## PROBLEMS TO SOLVE
**a.** Condense the paragraph of the diary excerpt that begins "We go to Grays" into a short bulleted list that keeps its main facts.
**b.** Set down a passage from the diary excerpt with no changes. Begin at the words "13th March 1881." and stop after "pays £40 per annum.".

## PROVIDED TEXT
━━━
What a lot of old memories
link with his name!
Hear of the death, in Canada, of ‘Lily Lonsdale’ (daughter of my old friend, also gone, Thomas Littleton Holt) aged about forty; she had been twice married.
10th
March 1880
At his residence, Hampton, aged seventy, David Bolton Kane Raw late of the General Post Office. This was the old chairman of the Merry Melodists, who assembled at the Belvedere Tavern, Pantonville, in 1850, and who used to sing so admirably my old song of ‘Jolly Old Cockle, am I’, composed by William Wilson.
19th
August 1880
We go to Grays, to visit the Exmouth training ship; a very interesting visit. Herbert Coulter, the schoolmaster, dispatches his boys to meet us at Grays railway station, and we are ushered aboard the boat by the bugle band; find the ship has six hundred boys on board at a cost of £16,000 to £20,000 per annum, paid by the several metropolitan parishes, at a cost of about half a farthing each householder annually. See the boys go through their various drills and exercises, their trade lessons, etc and leave the ship, again honoured by the escort.
27th
October 1880
Writing
memoir of my poor friend Charles Harcourt, who died this night at
Charing Cross
Hospital from the effect of his accident at Haymarket rehearsal a week
ago.
13th March 1881.
Great excitement this evening. Assassination of Alexander of Russia, by bomb shells having been thrown under his carriage. Going to Edinbro’ Castle to tell John the news, find they’ve got it by a private telegraph on the premises, for which Hooper, the landlord, pays £40 per annum.
━━━
Stored data entries:
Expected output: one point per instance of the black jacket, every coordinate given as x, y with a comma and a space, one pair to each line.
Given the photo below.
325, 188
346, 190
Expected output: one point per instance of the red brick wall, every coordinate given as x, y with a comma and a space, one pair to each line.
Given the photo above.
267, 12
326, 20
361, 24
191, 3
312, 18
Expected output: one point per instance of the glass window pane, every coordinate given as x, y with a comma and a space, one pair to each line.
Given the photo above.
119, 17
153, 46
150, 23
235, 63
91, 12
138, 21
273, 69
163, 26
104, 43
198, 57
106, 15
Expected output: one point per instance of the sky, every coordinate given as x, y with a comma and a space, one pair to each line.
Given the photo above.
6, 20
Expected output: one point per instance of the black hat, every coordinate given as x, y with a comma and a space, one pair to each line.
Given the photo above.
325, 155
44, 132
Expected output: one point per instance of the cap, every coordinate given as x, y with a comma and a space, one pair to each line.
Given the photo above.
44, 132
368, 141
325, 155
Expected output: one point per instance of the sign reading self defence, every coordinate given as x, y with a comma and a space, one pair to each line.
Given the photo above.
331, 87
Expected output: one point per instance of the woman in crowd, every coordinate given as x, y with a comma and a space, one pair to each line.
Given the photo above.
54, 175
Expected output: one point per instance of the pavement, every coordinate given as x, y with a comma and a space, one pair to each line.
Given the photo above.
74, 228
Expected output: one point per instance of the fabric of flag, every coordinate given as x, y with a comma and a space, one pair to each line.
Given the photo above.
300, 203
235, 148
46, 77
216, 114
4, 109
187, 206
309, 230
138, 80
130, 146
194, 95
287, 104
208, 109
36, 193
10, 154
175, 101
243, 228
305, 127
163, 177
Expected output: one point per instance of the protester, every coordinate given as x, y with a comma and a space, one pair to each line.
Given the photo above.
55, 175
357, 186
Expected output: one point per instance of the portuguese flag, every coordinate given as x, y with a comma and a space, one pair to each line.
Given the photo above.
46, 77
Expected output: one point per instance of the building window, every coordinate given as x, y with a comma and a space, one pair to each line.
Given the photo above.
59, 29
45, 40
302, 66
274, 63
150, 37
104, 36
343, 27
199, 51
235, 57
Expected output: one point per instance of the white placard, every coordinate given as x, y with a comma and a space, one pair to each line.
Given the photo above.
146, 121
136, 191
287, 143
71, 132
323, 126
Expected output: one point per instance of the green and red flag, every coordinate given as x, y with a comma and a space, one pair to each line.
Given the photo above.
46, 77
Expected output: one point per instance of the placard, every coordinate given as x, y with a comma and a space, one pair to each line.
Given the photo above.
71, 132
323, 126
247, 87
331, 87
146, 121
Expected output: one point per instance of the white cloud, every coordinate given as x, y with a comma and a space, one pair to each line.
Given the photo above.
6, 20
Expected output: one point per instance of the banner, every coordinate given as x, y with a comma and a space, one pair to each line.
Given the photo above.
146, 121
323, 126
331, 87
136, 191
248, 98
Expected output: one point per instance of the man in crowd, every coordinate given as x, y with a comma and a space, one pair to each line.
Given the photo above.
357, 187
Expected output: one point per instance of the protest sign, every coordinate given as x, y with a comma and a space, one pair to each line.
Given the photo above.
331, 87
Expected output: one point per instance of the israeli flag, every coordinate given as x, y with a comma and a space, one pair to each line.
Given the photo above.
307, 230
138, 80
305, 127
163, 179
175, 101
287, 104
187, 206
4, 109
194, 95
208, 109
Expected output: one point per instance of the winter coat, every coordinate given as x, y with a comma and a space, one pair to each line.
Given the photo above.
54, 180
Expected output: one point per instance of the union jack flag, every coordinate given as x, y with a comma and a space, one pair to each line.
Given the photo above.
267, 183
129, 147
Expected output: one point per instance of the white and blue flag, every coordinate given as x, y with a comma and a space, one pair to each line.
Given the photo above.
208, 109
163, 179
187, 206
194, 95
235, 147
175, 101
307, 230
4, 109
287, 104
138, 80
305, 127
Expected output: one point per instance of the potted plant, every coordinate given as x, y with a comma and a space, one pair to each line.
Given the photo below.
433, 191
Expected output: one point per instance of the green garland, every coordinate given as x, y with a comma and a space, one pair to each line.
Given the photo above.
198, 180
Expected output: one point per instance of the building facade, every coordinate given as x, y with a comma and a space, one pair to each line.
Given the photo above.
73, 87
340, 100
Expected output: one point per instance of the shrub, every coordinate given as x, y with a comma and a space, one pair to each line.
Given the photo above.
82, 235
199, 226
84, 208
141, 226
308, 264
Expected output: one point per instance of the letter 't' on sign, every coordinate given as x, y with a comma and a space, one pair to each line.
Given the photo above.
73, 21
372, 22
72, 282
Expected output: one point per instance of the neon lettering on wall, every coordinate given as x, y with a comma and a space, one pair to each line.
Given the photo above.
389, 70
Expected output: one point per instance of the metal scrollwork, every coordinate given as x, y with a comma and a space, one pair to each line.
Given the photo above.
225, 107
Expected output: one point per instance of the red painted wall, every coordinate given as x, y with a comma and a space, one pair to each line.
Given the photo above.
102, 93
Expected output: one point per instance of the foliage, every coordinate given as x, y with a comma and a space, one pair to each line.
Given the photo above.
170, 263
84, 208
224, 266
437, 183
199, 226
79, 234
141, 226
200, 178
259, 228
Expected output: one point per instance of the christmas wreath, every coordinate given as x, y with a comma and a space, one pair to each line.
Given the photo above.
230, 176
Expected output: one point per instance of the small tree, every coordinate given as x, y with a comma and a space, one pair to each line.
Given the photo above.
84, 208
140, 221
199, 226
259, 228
━━━
## RESULTS
**a.**
- The visitors go to Grays to see the Exmouth training ship, and the visit is very interesting.
- Herbert Coulter, the schoolmaster, sends his boys to meet them at Grays railway station, and the bugle band ushers them aboard.
- The ship has six hundred boys on board. It costs £16,000 to £20,000 a year, paid by the metropolitan parishes, which comes to about half a farthing per householder annually.
- They watch the boys' drills, exercises and trade lessons, and the same escort sees them off the ship.

**b.**
13th March 1881.
Great excitement this evening. Assassination of Alexander of Russia, by bomb shells having been thrown under his carriage. Going to Edinbro’ Castle to tell John the news, find they’ve got it by a private telegraph on the premises, for which Hooper, the landlord, pays £40 per annum.